--- Exercise prompt ---
No pictures should be carried over. Output all other parts of the entries verbatim.
───── Given records
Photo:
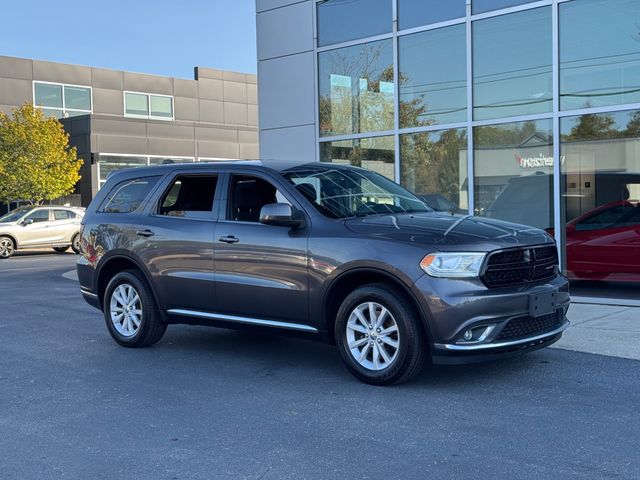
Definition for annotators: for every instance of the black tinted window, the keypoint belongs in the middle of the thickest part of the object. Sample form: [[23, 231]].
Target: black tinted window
[[127, 196], [189, 196]]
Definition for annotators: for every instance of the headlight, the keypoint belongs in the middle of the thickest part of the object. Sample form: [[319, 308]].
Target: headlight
[[455, 265]]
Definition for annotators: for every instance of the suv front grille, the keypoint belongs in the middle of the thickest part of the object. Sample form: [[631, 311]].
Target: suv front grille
[[523, 327], [517, 267]]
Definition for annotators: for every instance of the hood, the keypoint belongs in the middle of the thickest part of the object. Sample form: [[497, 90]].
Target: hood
[[448, 232]]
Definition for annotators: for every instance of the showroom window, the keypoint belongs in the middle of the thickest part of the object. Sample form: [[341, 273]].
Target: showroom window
[[61, 101], [514, 172], [433, 77], [601, 195], [434, 167], [146, 105], [482, 6], [344, 20], [415, 13], [512, 61], [356, 89], [376, 153], [603, 67]]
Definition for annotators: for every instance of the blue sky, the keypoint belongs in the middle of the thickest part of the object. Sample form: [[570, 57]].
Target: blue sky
[[163, 37]]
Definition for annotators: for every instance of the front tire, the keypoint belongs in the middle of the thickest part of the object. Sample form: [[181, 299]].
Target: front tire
[[379, 335], [130, 311], [7, 247]]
──────────
--- Answer section ---
Photo:
Definition for annotators: for every instance of the black tinted window, the keypoint belongs in the middle of the thickest part of the object. Sample form: [[23, 231]].
Target: black tinted window
[[127, 196], [189, 196]]
Definition for annotators: for every instance of the headlight, the keypoint belongs in the middle of the thickest part of the object. Sample form: [[319, 308]].
Target: headlight
[[455, 265]]
Definition for annotators: for every instance of the suv front grille, the keypoint belongs in the middle of the thickest part of the object. Sample form: [[631, 311]].
Target: suv front grille
[[523, 327], [517, 267]]
Definition for annotators: for every instance of the hood, the keypoint belongs in the middle of the thickest part of the object. Sample form: [[497, 90]].
Target: hood
[[448, 232]]
Definition for annotators: for every instance of the showroom window, the keypoint belongs in the middle of the thickest part of the object. Sample form: [[341, 273]].
Target: showroom window
[[61, 101], [514, 172], [433, 77], [601, 195], [434, 167], [146, 105], [482, 6], [344, 20], [415, 13], [512, 61], [356, 89], [376, 153], [603, 67]]
Definition for annotators: for every instance of the blue sky, the keypoint belongs in the middle of the thickest part of the object. Sample form: [[570, 57]].
Target: blue sky
[[163, 37]]
Definition for annotators: for every instance of the front tire, the keypoint belongs in the middle of the thickest part of the object. Sample form: [[181, 299]].
Target: front tire
[[379, 335], [130, 311], [7, 247]]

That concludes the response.